(Saved data entries)
[Begin]

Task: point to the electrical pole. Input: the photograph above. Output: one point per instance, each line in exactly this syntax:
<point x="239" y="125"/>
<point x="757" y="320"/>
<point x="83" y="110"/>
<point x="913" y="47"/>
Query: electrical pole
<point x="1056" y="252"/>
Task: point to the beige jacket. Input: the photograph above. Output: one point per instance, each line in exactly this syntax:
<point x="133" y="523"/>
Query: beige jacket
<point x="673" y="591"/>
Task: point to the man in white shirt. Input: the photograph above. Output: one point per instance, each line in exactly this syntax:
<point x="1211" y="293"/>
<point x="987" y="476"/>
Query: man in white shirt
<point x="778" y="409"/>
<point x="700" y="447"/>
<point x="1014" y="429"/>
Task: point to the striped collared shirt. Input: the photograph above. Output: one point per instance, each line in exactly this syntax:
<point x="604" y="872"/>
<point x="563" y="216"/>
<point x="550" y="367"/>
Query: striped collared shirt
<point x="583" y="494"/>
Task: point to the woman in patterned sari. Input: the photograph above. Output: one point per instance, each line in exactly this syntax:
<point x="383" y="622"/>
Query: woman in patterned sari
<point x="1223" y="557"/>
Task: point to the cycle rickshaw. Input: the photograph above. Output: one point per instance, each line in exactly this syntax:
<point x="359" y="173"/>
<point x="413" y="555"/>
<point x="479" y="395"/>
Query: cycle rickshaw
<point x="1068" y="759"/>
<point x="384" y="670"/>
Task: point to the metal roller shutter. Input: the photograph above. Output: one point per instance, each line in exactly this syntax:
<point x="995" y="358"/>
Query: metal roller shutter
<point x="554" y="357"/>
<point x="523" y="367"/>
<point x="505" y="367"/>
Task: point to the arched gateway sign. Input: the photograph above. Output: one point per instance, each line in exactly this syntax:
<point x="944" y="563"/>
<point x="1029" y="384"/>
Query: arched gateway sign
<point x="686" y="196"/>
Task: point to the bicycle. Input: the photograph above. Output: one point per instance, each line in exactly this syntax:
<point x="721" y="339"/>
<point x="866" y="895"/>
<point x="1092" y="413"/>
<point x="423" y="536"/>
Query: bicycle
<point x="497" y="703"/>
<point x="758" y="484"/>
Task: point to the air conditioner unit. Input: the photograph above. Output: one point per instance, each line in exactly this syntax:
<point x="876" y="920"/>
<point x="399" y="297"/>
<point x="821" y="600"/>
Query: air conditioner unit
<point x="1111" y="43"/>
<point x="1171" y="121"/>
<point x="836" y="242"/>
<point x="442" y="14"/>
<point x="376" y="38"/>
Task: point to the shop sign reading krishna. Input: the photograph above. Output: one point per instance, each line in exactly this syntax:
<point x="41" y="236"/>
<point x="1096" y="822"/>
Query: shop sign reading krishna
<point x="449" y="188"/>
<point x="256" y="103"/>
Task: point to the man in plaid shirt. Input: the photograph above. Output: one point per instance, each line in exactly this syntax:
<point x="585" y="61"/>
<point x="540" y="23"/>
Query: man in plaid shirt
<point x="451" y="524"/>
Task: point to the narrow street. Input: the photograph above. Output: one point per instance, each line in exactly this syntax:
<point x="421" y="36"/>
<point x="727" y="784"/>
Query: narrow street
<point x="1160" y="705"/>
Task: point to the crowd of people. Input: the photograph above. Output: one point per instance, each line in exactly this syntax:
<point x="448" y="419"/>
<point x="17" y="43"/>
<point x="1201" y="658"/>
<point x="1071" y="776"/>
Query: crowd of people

[End]

WHAT IS EXPECTED: Rewrite every one of the entries above as a JSON list of strings, with one string per line and blank lines omitted.

TASK RESULT:
[
  "Task: point to the electrical pole. Input: the photograph above. Output: one point per instance, each line in exactly this syntax:",
  "<point x=\"239\" y=\"125\"/>",
  "<point x=\"757\" y=\"320\"/>",
  "<point x=\"83\" y=\"110\"/>",
  "<point x=\"913\" y=\"47\"/>",
  "Query: electrical pole",
  "<point x=\"1056\" y=\"252\"/>",
  "Task: point to the beige jacket. Input: the photograph above. Output: one point per instance, each line in exactly this syntax:",
  "<point x=\"133\" y=\"523\"/>",
  "Query: beige jacket",
  "<point x=\"673\" y=\"591\"/>",
  "Task: point to the man in white shirt. Input: the photograph above. Output: one point per instance, each line in exactly this syntax:",
  "<point x=\"1211\" y=\"293\"/>",
  "<point x=\"987\" y=\"476\"/>",
  "Query: man in white shirt",
  "<point x=\"778\" y=\"409\"/>",
  "<point x=\"700\" y=\"447\"/>",
  "<point x=\"1014\" y=\"429\"/>",
  "Task: point to the striped collared shirt. Input: the photograph above. Output: one point per instance, each line in exactly this syntax:",
  "<point x=\"604\" y=\"872\"/>",
  "<point x=\"563\" y=\"216\"/>",
  "<point x=\"550\" y=\"367\"/>",
  "Query: striped collared shirt",
  "<point x=\"583\" y=\"494\"/>",
  "Task: point to the woman in patterned sari. Input: the photograph above. Output: one point per instance, each line in exactly this syntax:",
  "<point x=\"383\" y=\"622\"/>",
  "Query: woman in patterned sari",
  "<point x=\"1223\" y=\"557\"/>",
  "Task: point to the cycle rickshaw. Input: the photograph above. Output: one point per instance, each line in exactly this syntax:",
  "<point x=\"359\" y=\"173\"/>",
  "<point x=\"413\" y=\"555\"/>",
  "<point x=\"479\" y=\"395\"/>",
  "Query: cycle rickshaw",
  "<point x=\"1068\" y=\"759\"/>",
  "<point x=\"384\" y=\"670\"/>",
  "Task: point to the metal roller shutter. Input: the photograph above. Output: one point per instance, each line in exactly this syntax:",
  "<point x=\"995\" y=\"358\"/>",
  "Query: metal roller shutter",
  "<point x=\"554\" y=\"357\"/>",
  "<point x=\"523\" y=\"367\"/>",
  "<point x=\"505\" y=\"367\"/>",
  "Task: point to the arched gateway sign. Input: the photograph above. Output: one point per instance, each line in exactly this syntax:",
  "<point x=\"944\" y=\"563\"/>",
  "<point x=\"1029\" y=\"384\"/>",
  "Query: arched gateway sign",
  "<point x=\"686\" y=\"196\"/>",
  "Task: point to the bicycle. Input: the photograph above. Output: one point per instance, each line in exactly this syntax:",
  "<point x=\"721\" y=\"339\"/>",
  "<point x=\"866\" y=\"895\"/>",
  "<point x=\"1092\" y=\"413\"/>",
  "<point x=\"423\" y=\"536\"/>",
  "Query: bicycle",
  "<point x=\"497\" y=\"703\"/>",
  "<point x=\"758\" y=\"484\"/>",
  "Task: point to the air conditioner unit. Input: the photograph above. Output: one point per instance, each line in exactly this syntax:",
  "<point x=\"876\" y=\"920\"/>",
  "<point x=\"399\" y=\"297\"/>",
  "<point x=\"821\" y=\"600\"/>",
  "Query: air conditioner unit",
  "<point x=\"1111\" y=\"43\"/>",
  "<point x=\"1171\" y=\"121\"/>",
  "<point x=\"836\" y=\"242\"/>",
  "<point x=\"442\" y=\"14\"/>",
  "<point x=\"376\" y=\"38\"/>",
  "Task: point to the shop sign reading krishna. Input: the photograph above. Output: one point per instance, each line in exactly this syntax:",
  "<point x=\"41\" y=\"236\"/>",
  "<point x=\"1096\" y=\"822\"/>",
  "Query: shop sign reading krishna",
  "<point x=\"449\" y=\"188\"/>",
  "<point x=\"256\" y=\"103\"/>",
  "Task: point to the man in plaid shirt. Input: the photograph above. Output: one point per instance, each line in exactly this syntax:",
  "<point x=\"585\" y=\"61\"/>",
  "<point x=\"540\" y=\"23\"/>",
  "Query: man in plaid shirt",
  "<point x=\"451\" y=\"524\"/>",
  "Task: point to the narrow street. Input: the photograph above. Output: one point per instance, each line in exactly this syntax:",
  "<point x=\"421\" y=\"36\"/>",
  "<point x=\"727\" y=\"784\"/>",
  "Query: narrow street",
  "<point x=\"1160\" y=\"705\"/>",
  "Task: point to the crowd of people. Input: the photograph above. Output: one point per instance, each line in exactly this syntax:",
  "<point x=\"448\" y=\"419\"/>",
  "<point x=\"17\" y=\"43\"/>",
  "<point x=\"1201\" y=\"658\"/>",
  "<point x=\"1071\" y=\"776\"/>",
  "Query: crowd of people"
]